> WHAT NEEDS TO BE DONE
Set out the lines from the one containing "Objective — one pin per instance of the red sun" through the last line of the items as a numbered list, leaving out any blank lines.

═══

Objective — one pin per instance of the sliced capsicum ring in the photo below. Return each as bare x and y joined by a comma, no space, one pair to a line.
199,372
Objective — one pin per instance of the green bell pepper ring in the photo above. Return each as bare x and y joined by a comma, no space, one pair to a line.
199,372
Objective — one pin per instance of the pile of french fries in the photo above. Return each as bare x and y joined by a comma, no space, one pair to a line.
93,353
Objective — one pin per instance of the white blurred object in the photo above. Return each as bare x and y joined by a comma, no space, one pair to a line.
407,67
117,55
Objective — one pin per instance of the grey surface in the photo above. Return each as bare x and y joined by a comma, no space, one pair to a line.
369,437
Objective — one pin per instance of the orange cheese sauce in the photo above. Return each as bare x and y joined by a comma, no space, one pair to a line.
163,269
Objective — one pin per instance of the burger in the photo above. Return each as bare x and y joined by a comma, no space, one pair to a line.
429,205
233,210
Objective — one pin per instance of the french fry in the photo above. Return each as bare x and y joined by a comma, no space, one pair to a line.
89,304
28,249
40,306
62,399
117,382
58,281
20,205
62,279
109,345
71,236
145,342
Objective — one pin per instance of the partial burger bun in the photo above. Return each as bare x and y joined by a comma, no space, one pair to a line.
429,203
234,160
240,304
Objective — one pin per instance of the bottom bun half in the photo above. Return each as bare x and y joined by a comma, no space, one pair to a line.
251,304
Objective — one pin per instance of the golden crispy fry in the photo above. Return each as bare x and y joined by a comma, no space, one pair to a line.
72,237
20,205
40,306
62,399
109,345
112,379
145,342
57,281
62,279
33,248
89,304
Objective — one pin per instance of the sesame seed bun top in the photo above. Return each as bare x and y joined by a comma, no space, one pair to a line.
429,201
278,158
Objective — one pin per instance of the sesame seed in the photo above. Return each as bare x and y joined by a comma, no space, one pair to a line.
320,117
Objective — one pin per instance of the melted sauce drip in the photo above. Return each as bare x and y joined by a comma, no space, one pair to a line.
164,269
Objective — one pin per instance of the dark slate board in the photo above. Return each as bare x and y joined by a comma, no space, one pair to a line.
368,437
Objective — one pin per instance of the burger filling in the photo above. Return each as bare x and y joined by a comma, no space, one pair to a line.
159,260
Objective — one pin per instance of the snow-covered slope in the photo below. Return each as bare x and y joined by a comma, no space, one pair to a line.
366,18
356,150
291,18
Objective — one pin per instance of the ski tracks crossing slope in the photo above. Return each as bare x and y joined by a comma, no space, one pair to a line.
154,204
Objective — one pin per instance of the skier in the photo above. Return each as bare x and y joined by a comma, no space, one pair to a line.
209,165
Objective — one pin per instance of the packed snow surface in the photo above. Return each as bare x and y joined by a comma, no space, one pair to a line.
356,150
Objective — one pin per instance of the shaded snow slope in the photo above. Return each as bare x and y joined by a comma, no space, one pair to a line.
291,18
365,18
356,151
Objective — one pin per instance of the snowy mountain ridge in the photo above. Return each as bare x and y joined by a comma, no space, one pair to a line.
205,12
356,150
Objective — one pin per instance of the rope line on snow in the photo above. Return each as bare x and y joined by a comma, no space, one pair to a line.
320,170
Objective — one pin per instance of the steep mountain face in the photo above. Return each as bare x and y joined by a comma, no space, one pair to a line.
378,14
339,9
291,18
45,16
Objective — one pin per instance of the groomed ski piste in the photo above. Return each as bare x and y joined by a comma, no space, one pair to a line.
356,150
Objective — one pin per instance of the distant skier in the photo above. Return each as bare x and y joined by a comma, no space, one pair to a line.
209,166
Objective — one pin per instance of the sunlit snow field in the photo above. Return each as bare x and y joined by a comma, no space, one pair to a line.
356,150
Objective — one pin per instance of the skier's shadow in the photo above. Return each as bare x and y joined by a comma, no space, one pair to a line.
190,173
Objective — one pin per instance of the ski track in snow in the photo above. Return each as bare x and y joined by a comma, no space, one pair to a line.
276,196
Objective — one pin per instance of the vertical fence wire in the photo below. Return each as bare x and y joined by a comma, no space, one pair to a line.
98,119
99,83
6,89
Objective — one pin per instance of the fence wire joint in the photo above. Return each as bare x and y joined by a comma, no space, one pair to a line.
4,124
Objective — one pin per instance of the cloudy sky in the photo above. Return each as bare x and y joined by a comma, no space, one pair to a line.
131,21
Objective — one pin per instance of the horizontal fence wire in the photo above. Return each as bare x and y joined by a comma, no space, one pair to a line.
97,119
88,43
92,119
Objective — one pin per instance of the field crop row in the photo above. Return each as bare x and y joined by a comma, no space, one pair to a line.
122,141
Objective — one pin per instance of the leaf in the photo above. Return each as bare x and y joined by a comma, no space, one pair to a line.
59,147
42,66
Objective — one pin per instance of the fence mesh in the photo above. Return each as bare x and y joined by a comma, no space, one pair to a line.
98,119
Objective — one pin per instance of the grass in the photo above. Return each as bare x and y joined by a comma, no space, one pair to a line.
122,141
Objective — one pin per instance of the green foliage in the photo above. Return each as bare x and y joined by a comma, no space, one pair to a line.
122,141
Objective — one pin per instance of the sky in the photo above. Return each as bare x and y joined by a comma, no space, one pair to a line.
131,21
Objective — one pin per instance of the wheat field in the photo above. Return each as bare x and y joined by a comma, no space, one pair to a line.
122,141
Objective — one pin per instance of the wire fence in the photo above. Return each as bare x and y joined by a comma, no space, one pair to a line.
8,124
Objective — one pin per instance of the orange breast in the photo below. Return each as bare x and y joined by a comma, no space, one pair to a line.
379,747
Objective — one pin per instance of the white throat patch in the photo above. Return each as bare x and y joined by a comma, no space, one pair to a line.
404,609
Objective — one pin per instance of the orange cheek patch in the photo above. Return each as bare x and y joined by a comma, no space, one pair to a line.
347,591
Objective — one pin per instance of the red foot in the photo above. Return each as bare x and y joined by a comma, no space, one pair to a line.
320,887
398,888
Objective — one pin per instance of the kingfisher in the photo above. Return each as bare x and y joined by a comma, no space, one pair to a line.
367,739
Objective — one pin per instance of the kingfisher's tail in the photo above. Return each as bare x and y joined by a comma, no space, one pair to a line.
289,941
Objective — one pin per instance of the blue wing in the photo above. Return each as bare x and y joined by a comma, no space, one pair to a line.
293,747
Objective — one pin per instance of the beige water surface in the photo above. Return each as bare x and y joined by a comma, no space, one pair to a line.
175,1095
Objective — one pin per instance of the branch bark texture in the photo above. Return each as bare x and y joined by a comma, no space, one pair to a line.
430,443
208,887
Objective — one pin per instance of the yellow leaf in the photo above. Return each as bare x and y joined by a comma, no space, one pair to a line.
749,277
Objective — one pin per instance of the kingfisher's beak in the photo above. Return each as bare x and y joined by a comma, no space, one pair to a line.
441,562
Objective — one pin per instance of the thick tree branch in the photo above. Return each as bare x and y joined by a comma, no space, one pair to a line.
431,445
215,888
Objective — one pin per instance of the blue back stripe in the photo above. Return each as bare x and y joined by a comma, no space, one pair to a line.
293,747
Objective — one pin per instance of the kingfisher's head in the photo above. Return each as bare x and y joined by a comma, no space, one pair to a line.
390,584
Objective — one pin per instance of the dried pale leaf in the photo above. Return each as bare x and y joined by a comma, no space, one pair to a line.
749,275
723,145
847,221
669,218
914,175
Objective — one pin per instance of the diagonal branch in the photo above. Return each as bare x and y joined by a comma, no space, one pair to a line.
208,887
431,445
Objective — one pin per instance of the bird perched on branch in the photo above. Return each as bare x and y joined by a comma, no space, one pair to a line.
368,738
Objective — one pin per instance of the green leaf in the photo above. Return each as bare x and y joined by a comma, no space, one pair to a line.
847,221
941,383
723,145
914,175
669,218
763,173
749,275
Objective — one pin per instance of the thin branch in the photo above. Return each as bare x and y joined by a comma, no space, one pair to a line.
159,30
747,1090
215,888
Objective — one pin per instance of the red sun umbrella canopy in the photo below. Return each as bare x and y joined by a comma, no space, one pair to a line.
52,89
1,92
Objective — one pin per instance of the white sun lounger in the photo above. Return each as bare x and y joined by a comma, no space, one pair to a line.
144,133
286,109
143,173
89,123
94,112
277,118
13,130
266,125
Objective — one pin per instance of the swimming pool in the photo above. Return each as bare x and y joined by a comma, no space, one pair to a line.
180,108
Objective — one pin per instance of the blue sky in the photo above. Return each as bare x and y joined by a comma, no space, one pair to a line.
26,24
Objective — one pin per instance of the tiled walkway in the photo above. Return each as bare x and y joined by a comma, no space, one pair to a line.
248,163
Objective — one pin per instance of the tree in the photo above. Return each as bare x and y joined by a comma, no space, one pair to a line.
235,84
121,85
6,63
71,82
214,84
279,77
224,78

═══

> THE RESPONSE
1. Objective — one pin per instance of the red sun umbrella canopy in the photo below. Return each as bare x and y joined by a comma, no space, one pair to a line.
2. 52,89
3. 1,92
4. Objective — one pin per instance of the white sun lounger in the photo above. Return each as bare x and y joined by a comma, no space, one pair to a line.
5. 144,133
6. 286,109
7. 143,173
8. 89,123
9. 94,112
10. 277,118
11. 13,130
12. 266,125
13. Objective — one pin per instance of the swimming pool in the photo above. Return each as bare x and y joined by a comma, no space, one pair to a line.
14. 180,108
15. Objective — one pin per instance of the blue sky in the photo above. Return each as bare x and y joined by a comma, no space, one pair to a line.
16. 26,24
17. Objective — one pin per instance of the tiled walkway in the photo above. Return each as bare x and y joined by a comma, no space, one pair to a line.
18. 248,163
19. Objective — one pin per instance of the tree in the photo above. Return each as bare x and y joined by a comma, no space, one pair to a line.
20. 235,84
21. 121,85
22. 6,63
23. 71,82
24. 214,84
25. 279,77
26. 224,78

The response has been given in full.